• **Directive a**
Summarize the gun dog passage in two sentences.

____ Provided passage

It’s extremely crucial to properly socialize these dogs at a young age. Lack of structure, socialization and a combination of boredom will lead to reactivity, possessiveness, excessive barking, destructive behaviors and even aggression.



Gun Dogs

Also known as bird dogs, First developed to work closely with hunters to track, flush, and /or retrieve game. The most common Hunting Dogs you'll still see today are Gun Dogs or Scent Hounds. If bored, your dog will find other outlets for this drive such as stealing items from your laundry basket, and chewing your furniture.


Retrievers - Retrieve Fallen Game


Pointers - Locate Game (Love to stare at birds)


Setters - Locate Game


Spaniels - Locate and Flush Game


Water Dogs, Poodles - Retrieve Game


Typical Characteristics? Eager to please, energetic, lovable

These breeds thrive on consistency and structure.


Likes Water? Typically Loves Water! And Doesn’t mind getting muddy


Best Outlet? Obedience Training, Dock Diving / Retrieval Games, Scent-Work Games, Hide and Seek Games, Hikes


Best Toys? Flirt pole, Rope toys, Water retrieval toys; West Paw, ChuckIt Amphibious Bumper Floating Toy. (Never leave your dog unattended with these toys)

Do not let these breeds jump or twist excessively high, especially before your dog’s growth plates fully develop. (Typically 18 months) It can lead to major hip and joint issues as they get older.


Typical Play Style With Other Dogs? Body slamming, neck biting, chasing

Watch for overarousal, monitor to ensure balanced play.


Caution: Breeds like Weimaraners, and Setters who have a deep chest, are more prone to developing Bloat. Which can be life threatening.

A Combination of boredom, and lack of structure can lead to reactivity, possessiveness, separation anxiety, excessive barking, destructive behaviors and even aggression.

________

• **Directive b**
Find each line in the listing that contains the word "dark", and copy those lines out.

____ Task input

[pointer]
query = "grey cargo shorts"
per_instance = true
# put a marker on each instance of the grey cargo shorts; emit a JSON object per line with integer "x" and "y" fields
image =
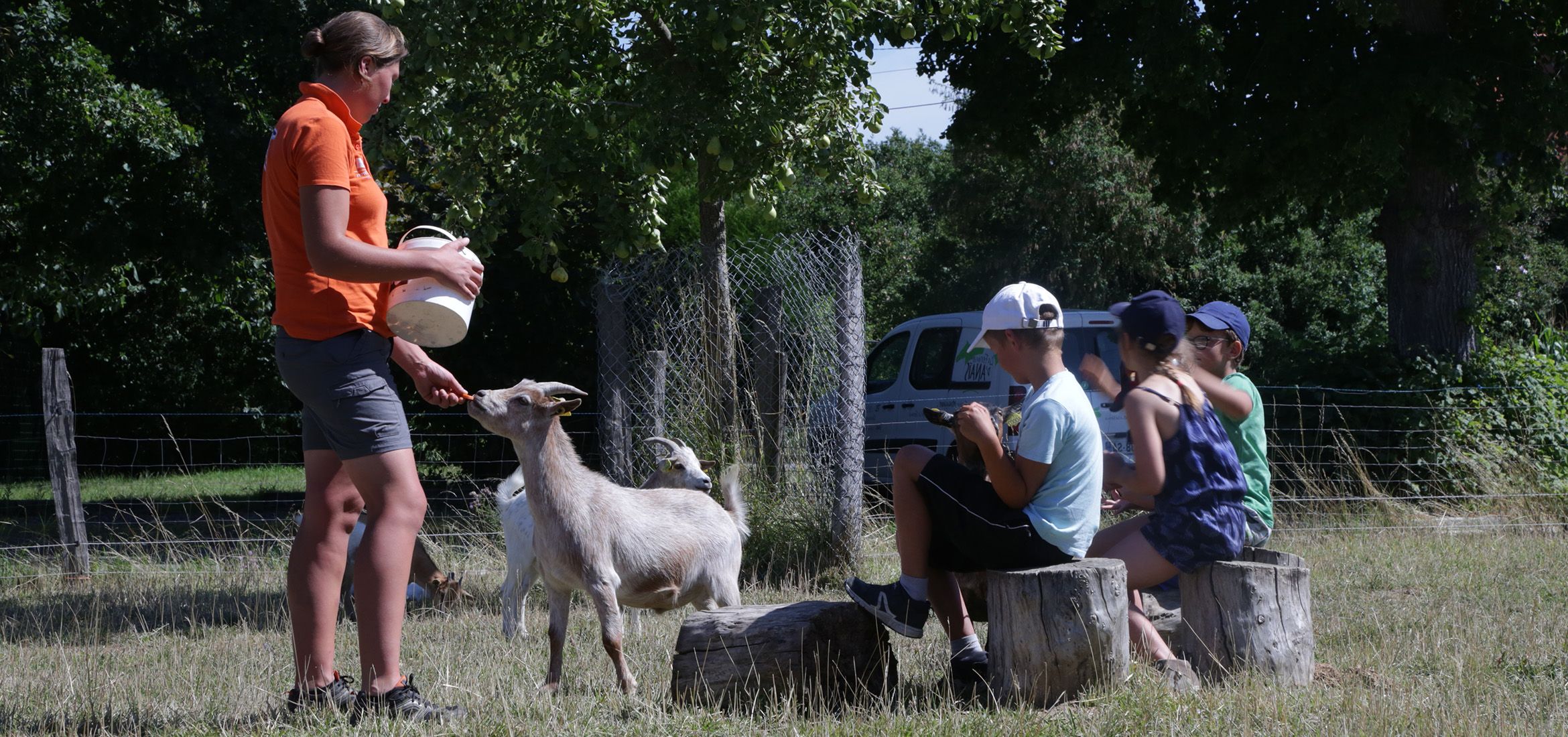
{"x": 345, "y": 385}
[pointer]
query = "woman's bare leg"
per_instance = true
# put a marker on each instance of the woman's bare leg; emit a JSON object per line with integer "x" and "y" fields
{"x": 395, "y": 505}
{"x": 316, "y": 565}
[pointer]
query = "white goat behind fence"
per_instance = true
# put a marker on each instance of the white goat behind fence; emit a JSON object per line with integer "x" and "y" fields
{"x": 678, "y": 468}
{"x": 647, "y": 547}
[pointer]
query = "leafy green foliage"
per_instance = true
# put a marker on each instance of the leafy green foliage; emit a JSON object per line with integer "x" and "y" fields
{"x": 897, "y": 231}
{"x": 535, "y": 118}
{"x": 76, "y": 143}
{"x": 1313, "y": 293}
{"x": 1440, "y": 117}
{"x": 1076, "y": 214}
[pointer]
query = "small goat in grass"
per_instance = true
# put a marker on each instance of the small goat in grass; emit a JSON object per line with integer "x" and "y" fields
{"x": 643, "y": 547}
{"x": 422, "y": 573}
{"x": 678, "y": 469}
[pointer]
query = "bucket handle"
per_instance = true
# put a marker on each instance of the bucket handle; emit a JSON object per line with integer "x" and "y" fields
{"x": 428, "y": 228}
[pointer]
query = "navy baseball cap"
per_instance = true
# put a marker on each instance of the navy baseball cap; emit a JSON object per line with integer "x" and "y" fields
{"x": 1150, "y": 317}
{"x": 1224, "y": 316}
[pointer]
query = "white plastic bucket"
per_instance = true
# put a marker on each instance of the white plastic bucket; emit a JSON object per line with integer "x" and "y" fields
{"x": 423, "y": 311}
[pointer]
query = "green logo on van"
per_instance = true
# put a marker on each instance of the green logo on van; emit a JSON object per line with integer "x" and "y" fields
{"x": 971, "y": 355}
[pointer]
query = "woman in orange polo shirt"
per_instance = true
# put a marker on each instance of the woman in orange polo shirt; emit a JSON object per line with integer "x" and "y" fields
{"x": 326, "y": 226}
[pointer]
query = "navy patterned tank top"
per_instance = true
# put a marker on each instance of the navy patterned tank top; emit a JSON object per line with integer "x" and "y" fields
{"x": 1198, "y": 512}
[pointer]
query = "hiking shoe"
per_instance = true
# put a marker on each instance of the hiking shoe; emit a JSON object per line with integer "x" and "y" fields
{"x": 891, "y": 606}
{"x": 407, "y": 703}
{"x": 1178, "y": 675}
{"x": 339, "y": 693}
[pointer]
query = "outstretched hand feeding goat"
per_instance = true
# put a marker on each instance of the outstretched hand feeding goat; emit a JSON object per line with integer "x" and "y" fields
{"x": 643, "y": 547}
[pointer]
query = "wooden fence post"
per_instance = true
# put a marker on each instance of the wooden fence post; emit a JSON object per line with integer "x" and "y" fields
{"x": 60, "y": 435}
{"x": 771, "y": 380}
{"x": 657, "y": 366}
{"x": 850, "y": 463}
{"x": 615, "y": 448}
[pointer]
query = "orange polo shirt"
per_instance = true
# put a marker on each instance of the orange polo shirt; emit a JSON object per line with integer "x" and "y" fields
{"x": 317, "y": 143}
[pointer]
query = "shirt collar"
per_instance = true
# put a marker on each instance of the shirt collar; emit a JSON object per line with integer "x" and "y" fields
{"x": 333, "y": 103}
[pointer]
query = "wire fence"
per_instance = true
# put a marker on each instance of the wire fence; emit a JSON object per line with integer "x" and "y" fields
{"x": 1340, "y": 458}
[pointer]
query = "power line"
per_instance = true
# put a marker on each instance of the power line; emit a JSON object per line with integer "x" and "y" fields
{"x": 923, "y": 105}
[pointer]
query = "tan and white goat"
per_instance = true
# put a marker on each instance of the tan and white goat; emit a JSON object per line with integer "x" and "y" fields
{"x": 645, "y": 547}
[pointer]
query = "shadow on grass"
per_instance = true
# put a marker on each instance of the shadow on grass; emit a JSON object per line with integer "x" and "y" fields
{"x": 94, "y": 719}
{"x": 94, "y": 616}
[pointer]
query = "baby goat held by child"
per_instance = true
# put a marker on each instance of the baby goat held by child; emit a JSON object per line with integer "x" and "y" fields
{"x": 643, "y": 547}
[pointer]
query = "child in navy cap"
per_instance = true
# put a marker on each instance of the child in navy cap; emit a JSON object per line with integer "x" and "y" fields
{"x": 1219, "y": 334}
{"x": 1184, "y": 469}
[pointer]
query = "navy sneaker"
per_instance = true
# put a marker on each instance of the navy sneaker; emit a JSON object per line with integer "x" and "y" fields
{"x": 339, "y": 695}
{"x": 971, "y": 667}
{"x": 891, "y": 606}
{"x": 407, "y": 703}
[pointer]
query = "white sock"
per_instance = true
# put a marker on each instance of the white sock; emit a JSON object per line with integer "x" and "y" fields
{"x": 963, "y": 643}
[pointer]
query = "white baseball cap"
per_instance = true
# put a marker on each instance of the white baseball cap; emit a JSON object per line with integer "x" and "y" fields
{"x": 1020, "y": 306}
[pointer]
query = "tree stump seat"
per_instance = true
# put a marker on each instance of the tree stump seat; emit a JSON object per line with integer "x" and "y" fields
{"x": 1248, "y": 614}
{"x": 827, "y": 653}
{"x": 1057, "y": 631}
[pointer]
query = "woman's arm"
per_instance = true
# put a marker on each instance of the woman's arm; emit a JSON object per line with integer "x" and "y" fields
{"x": 435, "y": 383}
{"x": 324, "y": 212}
{"x": 1147, "y": 476}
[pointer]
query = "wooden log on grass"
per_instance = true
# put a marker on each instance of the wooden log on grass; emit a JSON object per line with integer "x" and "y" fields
{"x": 1250, "y": 614}
{"x": 827, "y": 653}
{"x": 1057, "y": 631}
{"x": 60, "y": 435}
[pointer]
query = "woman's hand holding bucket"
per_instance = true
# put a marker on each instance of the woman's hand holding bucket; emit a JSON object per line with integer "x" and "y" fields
{"x": 454, "y": 270}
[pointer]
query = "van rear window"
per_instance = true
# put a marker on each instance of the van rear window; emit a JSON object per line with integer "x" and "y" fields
{"x": 882, "y": 366}
{"x": 935, "y": 361}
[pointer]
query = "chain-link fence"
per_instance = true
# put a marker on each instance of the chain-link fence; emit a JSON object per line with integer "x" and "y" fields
{"x": 789, "y": 407}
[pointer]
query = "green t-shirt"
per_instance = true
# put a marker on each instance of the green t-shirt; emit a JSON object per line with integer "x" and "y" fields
{"x": 1252, "y": 448}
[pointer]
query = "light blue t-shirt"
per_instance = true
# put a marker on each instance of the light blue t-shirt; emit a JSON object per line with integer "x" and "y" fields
{"x": 1059, "y": 427}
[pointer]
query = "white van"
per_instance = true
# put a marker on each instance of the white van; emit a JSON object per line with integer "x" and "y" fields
{"x": 924, "y": 364}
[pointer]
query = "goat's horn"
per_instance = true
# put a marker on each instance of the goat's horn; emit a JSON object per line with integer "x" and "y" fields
{"x": 552, "y": 388}
{"x": 665, "y": 443}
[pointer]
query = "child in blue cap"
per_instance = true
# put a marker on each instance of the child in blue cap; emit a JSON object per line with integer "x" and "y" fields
{"x": 1184, "y": 469}
{"x": 1219, "y": 334}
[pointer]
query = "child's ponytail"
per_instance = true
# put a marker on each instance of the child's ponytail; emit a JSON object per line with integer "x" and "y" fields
{"x": 1170, "y": 358}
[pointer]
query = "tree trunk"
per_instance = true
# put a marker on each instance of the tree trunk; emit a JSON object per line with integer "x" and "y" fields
{"x": 1057, "y": 631}
{"x": 752, "y": 656}
{"x": 1429, "y": 229}
{"x": 718, "y": 312}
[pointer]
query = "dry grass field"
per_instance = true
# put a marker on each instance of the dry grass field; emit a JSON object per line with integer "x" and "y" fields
{"x": 1417, "y": 634}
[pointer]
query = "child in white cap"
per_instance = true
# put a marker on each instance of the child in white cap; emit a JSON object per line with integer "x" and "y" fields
{"x": 1040, "y": 505}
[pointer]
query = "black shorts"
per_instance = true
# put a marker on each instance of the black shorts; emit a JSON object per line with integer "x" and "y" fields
{"x": 971, "y": 527}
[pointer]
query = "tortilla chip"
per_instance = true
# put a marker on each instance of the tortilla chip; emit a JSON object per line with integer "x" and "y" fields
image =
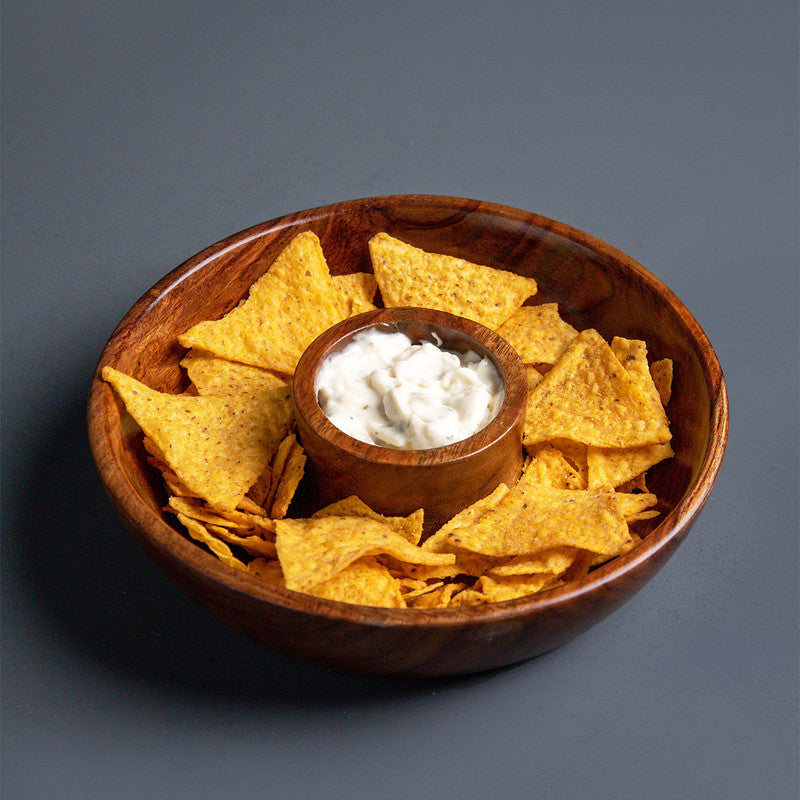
{"x": 661, "y": 372}
{"x": 631, "y": 505}
{"x": 356, "y": 291}
{"x": 199, "y": 533}
{"x": 534, "y": 377}
{"x": 538, "y": 333}
{"x": 314, "y": 550}
{"x": 290, "y": 477}
{"x": 533, "y": 517}
{"x": 612, "y": 467}
{"x": 239, "y": 520}
{"x": 439, "y": 541}
{"x": 496, "y": 589}
{"x": 287, "y": 308}
{"x": 409, "y": 527}
{"x": 252, "y": 544}
{"x": 589, "y": 397}
{"x": 555, "y": 561}
{"x": 549, "y": 467}
{"x": 212, "y": 375}
{"x": 267, "y": 570}
{"x": 217, "y": 446}
{"x": 365, "y": 582}
{"x": 408, "y": 276}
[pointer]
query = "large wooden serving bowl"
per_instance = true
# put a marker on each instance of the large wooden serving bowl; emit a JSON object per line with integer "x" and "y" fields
{"x": 441, "y": 480}
{"x": 594, "y": 285}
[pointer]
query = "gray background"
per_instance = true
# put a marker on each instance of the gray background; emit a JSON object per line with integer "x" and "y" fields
{"x": 137, "y": 133}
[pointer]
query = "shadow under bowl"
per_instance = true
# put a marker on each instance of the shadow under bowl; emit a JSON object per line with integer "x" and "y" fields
{"x": 398, "y": 482}
{"x": 594, "y": 284}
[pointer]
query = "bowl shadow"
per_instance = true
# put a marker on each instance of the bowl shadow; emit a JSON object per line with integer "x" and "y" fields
{"x": 96, "y": 587}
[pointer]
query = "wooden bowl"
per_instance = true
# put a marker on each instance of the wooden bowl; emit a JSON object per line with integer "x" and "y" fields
{"x": 594, "y": 285}
{"x": 398, "y": 482}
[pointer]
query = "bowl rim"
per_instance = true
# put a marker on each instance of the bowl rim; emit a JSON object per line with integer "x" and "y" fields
{"x": 173, "y": 546}
{"x": 506, "y": 361}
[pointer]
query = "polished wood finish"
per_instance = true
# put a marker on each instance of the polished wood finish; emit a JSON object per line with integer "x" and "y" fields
{"x": 398, "y": 482}
{"x": 595, "y": 286}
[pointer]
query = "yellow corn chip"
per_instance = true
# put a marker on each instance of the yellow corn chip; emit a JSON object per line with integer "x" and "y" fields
{"x": 314, "y": 550}
{"x": 408, "y": 276}
{"x": 267, "y": 570}
{"x": 613, "y": 467}
{"x": 610, "y": 467}
{"x": 548, "y": 466}
{"x": 356, "y": 291}
{"x": 291, "y": 474}
{"x": 287, "y": 308}
{"x": 439, "y": 597}
{"x": 555, "y": 560}
{"x": 366, "y": 582}
{"x": 217, "y": 446}
{"x": 630, "y": 505}
{"x": 538, "y": 333}
{"x": 439, "y": 541}
{"x": 212, "y": 375}
{"x": 661, "y": 372}
{"x": 510, "y": 587}
{"x": 199, "y": 533}
{"x": 409, "y": 527}
{"x": 240, "y": 520}
{"x": 589, "y": 397}
{"x": 533, "y": 517}
{"x": 534, "y": 377}
{"x": 251, "y": 544}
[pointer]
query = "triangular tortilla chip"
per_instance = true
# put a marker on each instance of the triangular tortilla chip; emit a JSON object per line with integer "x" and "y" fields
{"x": 212, "y": 375}
{"x": 533, "y": 517}
{"x": 289, "y": 479}
{"x": 314, "y": 550}
{"x": 408, "y": 276}
{"x": 661, "y": 372}
{"x": 589, "y": 397}
{"x": 356, "y": 291}
{"x": 217, "y": 446}
{"x": 611, "y": 467}
{"x": 287, "y": 308}
{"x": 366, "y": 582}
{"x": 538, "y": 333}
{"x": 409, "y": 527}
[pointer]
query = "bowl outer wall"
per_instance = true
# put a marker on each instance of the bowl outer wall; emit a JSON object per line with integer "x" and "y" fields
{"x": 564, "y": 261}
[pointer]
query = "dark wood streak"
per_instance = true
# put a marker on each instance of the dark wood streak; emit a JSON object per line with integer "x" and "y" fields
{"x": 593, "y": 283}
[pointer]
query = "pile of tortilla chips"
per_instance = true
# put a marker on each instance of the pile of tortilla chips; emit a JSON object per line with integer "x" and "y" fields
{"x": 232, "y": 463}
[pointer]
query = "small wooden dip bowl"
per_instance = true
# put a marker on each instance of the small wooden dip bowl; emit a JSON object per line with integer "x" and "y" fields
{"x": 441, "y": 480}
{"x": 594, "y": 284}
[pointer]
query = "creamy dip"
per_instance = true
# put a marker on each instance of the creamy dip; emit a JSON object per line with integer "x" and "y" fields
{"x": 383, "y": 389}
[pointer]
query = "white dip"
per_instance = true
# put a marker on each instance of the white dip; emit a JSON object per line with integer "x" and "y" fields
{"x": 382, "y": 389}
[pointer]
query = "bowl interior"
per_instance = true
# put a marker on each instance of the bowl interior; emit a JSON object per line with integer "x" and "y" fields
{"x": 593, "y": 284}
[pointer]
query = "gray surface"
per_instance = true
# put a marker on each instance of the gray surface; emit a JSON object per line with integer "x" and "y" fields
{"x": 135, "y": 134}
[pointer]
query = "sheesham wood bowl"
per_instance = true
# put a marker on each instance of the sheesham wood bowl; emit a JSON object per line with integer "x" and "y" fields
{"x": 594, "y": 284}
{"x": 398, "y": 482}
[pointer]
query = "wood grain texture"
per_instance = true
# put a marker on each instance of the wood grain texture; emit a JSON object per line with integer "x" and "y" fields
{"x": 594, "y": 284}
{"x": 442, "y": 480}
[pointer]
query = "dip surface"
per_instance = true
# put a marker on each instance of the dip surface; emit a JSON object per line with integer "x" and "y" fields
{"x": 383, "y": 389}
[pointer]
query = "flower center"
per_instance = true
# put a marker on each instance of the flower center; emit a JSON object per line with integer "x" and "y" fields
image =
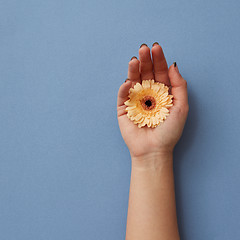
{"x": 148, "y": 103}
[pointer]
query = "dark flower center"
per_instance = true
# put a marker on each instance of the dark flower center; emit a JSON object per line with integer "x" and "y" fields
{"x": 148, "y": 102}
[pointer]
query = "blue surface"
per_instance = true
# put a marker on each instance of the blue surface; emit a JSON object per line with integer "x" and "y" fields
{"x": 64, "y": 168}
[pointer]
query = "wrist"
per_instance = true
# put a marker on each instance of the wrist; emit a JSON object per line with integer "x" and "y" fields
{"x": 152, "y": 160}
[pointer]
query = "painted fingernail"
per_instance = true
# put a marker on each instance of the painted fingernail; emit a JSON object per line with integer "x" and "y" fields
{"x": 175, "y": 66}
{"x": 133, "y": 57}
{"x": 156, "y": 43}
{"x": 144, "y": 44}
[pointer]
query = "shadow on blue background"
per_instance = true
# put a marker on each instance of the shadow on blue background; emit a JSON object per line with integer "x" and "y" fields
{"x": 64, "y": 168}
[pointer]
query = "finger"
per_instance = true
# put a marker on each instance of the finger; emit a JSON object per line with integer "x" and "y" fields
{"x": 146, "y": 66}
{"x": 179, "y": 86}
{"x": 160, "y": 65}
{"x": 133, "y": 70}
{"x": 123, "y": 93}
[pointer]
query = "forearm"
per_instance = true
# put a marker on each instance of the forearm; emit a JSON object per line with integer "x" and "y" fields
{"x": 152, "y": 208}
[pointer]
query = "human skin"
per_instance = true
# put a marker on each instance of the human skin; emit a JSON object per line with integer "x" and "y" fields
{"x": 152, "y": 207}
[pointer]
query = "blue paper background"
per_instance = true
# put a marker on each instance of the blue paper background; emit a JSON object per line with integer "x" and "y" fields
{"x": 64, "y": 168}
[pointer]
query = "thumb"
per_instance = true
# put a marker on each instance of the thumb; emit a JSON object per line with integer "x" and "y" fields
{"x": 123, "y": 92}
{"x": 179, "y": 86}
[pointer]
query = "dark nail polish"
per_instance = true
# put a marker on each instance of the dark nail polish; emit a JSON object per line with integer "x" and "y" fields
{"x": 144, "y": 44}
{"x": 155, "y": 43}
{"x": 133, "y": 57}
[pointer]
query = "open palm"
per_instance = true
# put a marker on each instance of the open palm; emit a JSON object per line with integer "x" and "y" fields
{"x": 163, "y": 138}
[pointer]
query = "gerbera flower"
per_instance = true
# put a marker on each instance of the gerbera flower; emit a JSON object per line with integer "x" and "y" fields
{"x": 148, "y": 103}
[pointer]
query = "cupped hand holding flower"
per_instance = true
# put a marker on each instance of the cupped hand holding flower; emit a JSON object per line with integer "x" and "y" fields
{"x": 147, "y": 141}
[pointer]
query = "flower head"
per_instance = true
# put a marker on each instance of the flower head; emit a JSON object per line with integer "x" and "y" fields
{"x": 148, "y": 103}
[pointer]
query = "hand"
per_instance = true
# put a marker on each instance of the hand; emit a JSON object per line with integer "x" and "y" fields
{"x": 162, "y": 139}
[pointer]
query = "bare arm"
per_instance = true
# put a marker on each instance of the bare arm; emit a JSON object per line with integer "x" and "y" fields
{"x": 152, "y": 208}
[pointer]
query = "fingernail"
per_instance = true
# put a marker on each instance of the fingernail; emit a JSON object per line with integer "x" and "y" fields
{"x": 144, "y": 44}
{"x": 155, "y": 43}
{"x": 133, "y": 57}
{"x": 175, "y": 66}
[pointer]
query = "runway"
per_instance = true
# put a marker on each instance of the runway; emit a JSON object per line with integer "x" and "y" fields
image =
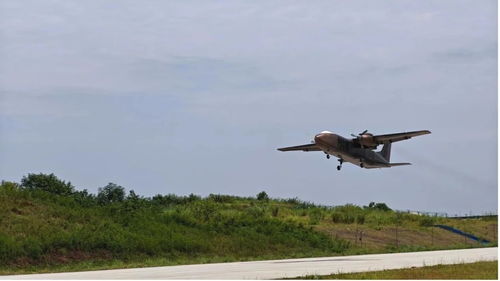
{"x": 273, "y": 269}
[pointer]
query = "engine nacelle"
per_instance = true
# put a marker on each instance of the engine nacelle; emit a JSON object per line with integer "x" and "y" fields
{"x": 366, "y": 141}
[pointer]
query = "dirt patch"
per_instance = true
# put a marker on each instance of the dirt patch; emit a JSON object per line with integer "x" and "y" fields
{"x": 61, "y": 257}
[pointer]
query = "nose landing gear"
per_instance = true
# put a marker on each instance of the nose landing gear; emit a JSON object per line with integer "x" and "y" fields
{"x": 340, "y": 164}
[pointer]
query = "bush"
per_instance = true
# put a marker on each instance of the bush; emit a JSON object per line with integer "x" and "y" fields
{"x": 262, "y": 196}
{"x": 378, "y": 206}
{"x": 110, "y": 193}
{"x": 315, "y": 216}
{"x": 49, "y": 183}
{"x": 427, "y": 221}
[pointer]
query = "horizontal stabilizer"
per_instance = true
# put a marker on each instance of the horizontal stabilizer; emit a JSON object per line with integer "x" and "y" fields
{"x": 398, "y": 164}
{"x": 305, "y": 147}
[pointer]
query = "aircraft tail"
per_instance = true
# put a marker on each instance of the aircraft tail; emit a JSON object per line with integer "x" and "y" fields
{"x": 386, "y": 151}
{"x": 398, "y": 164}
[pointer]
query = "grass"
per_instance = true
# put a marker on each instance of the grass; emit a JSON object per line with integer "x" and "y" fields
{"x": 478, "y": 270}
{"x": 48, "y": 226}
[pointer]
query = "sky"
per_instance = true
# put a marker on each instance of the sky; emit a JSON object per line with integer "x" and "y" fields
{"x": 195, "y": 96}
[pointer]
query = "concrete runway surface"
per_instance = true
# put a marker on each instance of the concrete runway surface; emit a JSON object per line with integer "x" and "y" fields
{"x": 273, "y": 269}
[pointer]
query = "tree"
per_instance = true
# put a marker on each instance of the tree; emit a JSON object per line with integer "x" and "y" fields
{"x": 262, "y": 196}
{"x": 49, "y": 183}
{"x": 110, "y": 193}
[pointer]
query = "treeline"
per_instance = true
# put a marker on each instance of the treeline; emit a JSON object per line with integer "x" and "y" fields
{"x": 46, "y": 220}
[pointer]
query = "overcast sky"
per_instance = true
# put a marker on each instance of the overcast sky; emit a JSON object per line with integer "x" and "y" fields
{"x": 195, "y": 96}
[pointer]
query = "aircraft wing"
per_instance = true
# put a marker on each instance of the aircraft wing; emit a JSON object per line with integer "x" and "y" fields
{"x": 380, "y": 139}
{"x": 305, "y": 147}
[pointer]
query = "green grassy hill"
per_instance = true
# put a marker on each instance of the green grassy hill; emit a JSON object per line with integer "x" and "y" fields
{"x": 49, "y": 226}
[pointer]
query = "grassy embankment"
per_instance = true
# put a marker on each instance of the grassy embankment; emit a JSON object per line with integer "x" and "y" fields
{"x": 47, "y": 226}
{"x": 478, "y": 270}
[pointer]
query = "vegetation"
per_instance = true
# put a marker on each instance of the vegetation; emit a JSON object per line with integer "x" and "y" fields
{"x": 48, "y": 225}
{"x": 478, "y": 270}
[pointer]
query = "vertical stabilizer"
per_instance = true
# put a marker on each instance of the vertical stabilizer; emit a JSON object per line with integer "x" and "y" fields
{"x": 386, "y": 151}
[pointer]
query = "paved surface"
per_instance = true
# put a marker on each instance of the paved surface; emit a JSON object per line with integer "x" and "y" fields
{"x": 282, "y": 268}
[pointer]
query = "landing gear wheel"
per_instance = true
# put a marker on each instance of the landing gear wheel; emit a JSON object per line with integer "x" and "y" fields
{"x": 340, "y": 164}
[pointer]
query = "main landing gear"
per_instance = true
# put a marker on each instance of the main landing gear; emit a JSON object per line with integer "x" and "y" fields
{"x": 340, "y": 165}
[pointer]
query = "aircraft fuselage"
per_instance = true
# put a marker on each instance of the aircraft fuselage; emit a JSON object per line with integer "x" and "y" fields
{"x": 348, "y": 151}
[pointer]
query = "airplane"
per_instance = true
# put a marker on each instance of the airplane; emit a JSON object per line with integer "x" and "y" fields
{"x": 359, "y": 150}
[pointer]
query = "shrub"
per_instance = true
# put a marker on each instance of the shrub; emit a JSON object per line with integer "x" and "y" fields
{"x": 49, "y": 183}
{"x": 262, "y": 196}
{"x": 110, "y": 193}
{"x": 220, "y": 198}
{"x": 378, "y": 206}
{"x": 427, "y": 221}
{"x": 315, "y": 216}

________

• **Exercise answer a**
Gun dogs, also known as bird dogs, were first developed to work closely with hunters to track, flush, or retrieve game, and they include retrievers, pointers, setters, spaniels, and water dogs such as poodles. These breeds are typically eager to please, energetic, and lovable, thrive on consistency and structure, and need outlets such as obedience training, retrieval games, and scent-work games, because boredom and lack of structure can lead to reactivity, destructive behaviors, and even aggression.

• **Exercise answer b**
query = "dark wood streak"
# put a marker on each instance of the dark wood streak; emit a JSON object per line with integer "x" and "y" fields
query = "dark flower center"
# put a marker on each instance of the dark flower center; emit a JSON object per line with integer "x" and "y" fields
query = "dark nail polish"
# put a marker on each instance of the dark nail polish; emit a JSON object per line with integer "x" and "y" fields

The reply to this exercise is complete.